TASK INSTRUCTIONS –
#1 From the account of coping with mental illness in a marriage, extract the passage that begins at the words "I found a neuropsychiatrist" and stops after the words "what to think.".
#2 Answer these questions from the account of coping with mental illness in a marriage.
(a) In what year did the three-month period of mania and financial damage take place?
(b) What disease did the older neurologist use an MRI of the brain to rule out?
(c) What kind of specialist did the neurologist recommended by the neuropsychiatrist suggest seeing?

══ PAGE EXCERPT ══

So You Think You Have Problems?
My personal account of trying to cope with mental illness in a marriage.
In 2008, just over a period of three months, Lou became manic and did a lot of financial damage that we’re still paying for. Then he became depressed, and developed violent tremors in his right hand and arm and difficulty speaking. (He did had minor tremors when he was taking Lithium). Oddly, the tremors disappeared when he went manic. Lois worked with a young neurologist who told us she could use a drug to make him manic in a second so they had to monitor him carefully. Lou wasn’t responding well on any of the medications they tried. The young neurologist referred Lou to an older, more experience neurologist who had Lou take a MRI of his brain to rule out Huntington’s Disease. Even though, he felt Lou’s symptoms were not typical Parkenson’s Disease, he tried Lou on medications for Parkenson’s that didn’t work. He didn’t have a clue what Lou had.
I got the idea to look up online the side effects of the two medications Lois had Lou on, and both caused Parkenson’s like symptoms of tremors and trouble with speech. I spoke to the psychiatrist that Lois worked under, and he nonchalantly said that all those types of drugs caused those symptoms. I was angry that Lois wasn’t aware of this and I took him off those medications myself. I decided it was time for a second opinion.
I found a neuropsychiatrist but she wouldn’t treat Lou until his tremors were addressed. She recommended another neurologist who also agreed his symptoms weren’t Parkenson’s. Since she also didn’t have a clue either, she recommended we see a movement specialist. Neither one of us heard of a “movement specialist” and we didn’t know what to think.

═══
══ SUPPLIED RECORDS ══

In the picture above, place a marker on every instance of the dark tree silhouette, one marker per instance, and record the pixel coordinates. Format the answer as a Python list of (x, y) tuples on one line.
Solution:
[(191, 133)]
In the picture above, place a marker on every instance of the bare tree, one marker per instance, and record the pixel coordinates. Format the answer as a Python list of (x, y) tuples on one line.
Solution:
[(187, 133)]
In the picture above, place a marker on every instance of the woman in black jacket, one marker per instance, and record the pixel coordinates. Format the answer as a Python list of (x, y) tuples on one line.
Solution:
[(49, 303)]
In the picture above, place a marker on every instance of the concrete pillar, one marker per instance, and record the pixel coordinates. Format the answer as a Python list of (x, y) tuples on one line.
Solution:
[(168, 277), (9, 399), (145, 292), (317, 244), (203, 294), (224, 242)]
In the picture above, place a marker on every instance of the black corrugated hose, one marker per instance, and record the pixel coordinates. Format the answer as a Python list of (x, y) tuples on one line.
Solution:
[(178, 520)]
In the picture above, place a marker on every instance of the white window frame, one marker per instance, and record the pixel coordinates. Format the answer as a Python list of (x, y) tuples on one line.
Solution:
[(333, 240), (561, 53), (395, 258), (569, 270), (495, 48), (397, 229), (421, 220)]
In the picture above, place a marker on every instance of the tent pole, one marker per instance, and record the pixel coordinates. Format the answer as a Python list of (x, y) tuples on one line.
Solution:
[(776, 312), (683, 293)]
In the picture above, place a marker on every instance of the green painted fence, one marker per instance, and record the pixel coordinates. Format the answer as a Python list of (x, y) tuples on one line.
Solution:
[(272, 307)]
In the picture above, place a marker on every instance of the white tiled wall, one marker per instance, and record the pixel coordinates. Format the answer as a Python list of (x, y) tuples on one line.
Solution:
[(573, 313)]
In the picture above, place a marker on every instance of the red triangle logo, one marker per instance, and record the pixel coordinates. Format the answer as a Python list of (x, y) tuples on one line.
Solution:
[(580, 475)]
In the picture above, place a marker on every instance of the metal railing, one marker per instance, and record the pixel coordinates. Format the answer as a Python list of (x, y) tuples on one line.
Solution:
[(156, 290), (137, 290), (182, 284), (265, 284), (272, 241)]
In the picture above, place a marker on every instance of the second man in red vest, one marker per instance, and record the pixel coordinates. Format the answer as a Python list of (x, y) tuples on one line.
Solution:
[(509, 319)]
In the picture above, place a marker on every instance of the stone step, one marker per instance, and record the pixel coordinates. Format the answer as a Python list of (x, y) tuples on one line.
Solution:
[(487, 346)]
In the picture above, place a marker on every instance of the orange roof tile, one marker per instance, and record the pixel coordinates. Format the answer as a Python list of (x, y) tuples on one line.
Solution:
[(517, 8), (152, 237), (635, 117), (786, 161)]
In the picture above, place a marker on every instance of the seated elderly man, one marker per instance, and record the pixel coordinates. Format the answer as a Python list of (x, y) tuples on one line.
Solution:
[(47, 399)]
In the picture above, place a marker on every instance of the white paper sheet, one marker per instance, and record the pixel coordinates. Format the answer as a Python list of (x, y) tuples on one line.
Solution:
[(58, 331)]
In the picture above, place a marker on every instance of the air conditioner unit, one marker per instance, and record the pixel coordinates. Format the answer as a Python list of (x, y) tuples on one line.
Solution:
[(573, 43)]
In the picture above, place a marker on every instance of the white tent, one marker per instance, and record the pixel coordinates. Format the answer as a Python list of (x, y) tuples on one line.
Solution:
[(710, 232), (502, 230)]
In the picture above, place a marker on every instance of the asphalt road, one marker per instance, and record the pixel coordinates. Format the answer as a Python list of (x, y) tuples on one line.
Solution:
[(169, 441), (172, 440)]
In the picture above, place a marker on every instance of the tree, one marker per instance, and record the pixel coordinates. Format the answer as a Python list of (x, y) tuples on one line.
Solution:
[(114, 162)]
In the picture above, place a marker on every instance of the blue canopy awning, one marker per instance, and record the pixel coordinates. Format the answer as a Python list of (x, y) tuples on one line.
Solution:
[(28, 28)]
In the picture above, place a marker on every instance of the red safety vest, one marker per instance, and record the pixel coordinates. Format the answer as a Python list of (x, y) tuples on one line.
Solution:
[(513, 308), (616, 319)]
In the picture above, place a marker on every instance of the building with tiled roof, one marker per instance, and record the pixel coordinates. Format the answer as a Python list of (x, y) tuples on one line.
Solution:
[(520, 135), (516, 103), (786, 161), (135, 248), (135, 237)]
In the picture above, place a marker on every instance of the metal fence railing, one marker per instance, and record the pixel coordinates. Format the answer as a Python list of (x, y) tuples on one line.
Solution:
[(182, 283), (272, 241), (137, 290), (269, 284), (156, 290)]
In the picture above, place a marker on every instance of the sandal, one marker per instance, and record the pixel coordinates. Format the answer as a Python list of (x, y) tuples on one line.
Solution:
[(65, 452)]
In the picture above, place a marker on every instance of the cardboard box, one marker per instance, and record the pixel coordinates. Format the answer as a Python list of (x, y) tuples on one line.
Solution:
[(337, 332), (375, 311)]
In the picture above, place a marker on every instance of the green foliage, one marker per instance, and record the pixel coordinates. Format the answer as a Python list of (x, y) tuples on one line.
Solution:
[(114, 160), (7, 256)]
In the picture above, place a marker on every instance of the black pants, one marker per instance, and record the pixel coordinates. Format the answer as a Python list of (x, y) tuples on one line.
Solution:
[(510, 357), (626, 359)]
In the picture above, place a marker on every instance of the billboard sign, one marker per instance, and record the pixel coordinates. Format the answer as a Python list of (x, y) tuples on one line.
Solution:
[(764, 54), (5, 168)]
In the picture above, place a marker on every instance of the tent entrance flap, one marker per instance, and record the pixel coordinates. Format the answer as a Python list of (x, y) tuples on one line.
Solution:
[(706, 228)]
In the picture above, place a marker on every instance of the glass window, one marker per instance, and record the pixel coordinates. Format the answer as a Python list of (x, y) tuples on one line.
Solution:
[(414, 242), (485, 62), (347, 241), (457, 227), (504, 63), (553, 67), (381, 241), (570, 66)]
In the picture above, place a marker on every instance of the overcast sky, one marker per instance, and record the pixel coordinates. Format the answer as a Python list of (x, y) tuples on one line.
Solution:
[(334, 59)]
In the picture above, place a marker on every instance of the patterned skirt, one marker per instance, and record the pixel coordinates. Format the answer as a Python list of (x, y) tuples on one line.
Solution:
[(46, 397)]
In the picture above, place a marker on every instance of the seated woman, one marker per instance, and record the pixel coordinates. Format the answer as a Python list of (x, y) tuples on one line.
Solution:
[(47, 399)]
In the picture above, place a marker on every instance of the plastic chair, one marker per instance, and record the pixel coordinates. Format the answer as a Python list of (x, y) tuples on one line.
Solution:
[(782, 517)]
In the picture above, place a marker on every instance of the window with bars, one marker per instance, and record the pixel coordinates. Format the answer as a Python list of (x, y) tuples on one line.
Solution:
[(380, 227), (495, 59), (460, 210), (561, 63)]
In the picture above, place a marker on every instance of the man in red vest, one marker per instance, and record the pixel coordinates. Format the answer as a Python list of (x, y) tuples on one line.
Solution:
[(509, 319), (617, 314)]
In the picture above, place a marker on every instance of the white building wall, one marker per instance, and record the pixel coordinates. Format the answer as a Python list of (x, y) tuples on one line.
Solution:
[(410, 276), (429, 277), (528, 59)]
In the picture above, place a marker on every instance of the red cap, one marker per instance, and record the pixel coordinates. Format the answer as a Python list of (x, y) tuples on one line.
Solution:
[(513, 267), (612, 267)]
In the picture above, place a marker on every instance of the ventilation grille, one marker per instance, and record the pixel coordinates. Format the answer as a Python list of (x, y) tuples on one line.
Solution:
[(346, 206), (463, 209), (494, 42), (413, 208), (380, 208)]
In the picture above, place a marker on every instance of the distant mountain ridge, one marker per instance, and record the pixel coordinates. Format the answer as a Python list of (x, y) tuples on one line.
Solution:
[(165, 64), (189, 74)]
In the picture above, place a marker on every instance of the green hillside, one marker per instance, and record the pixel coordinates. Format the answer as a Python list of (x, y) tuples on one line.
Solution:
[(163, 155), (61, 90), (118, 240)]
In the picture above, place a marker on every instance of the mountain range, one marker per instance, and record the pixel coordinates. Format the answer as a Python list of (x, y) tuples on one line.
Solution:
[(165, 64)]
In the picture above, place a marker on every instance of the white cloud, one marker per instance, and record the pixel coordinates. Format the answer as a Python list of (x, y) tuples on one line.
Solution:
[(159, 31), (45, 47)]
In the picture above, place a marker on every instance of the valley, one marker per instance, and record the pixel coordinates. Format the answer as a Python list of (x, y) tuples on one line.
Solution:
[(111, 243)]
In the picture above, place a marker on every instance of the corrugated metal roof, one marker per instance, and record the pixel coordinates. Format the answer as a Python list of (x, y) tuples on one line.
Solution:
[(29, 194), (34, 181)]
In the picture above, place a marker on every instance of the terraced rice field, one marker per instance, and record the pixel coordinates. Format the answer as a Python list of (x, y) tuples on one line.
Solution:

═══

TASK-BY-TASK RESULTS –
#1
I found a neuropsychiatrist but she wouldn’t treat Lou until his tremors were addressed. She recommended another neurologist who also agreed his symptoms weren’t Parkenson’s. Since she also didn’t have a clue either, she recommended we see a movement specialist. Neither one of us heard of a “movement specialist” and we didn’t know what to think.

#2
(a) 2008
(b) Huntington's Disease
(c) A movement specialist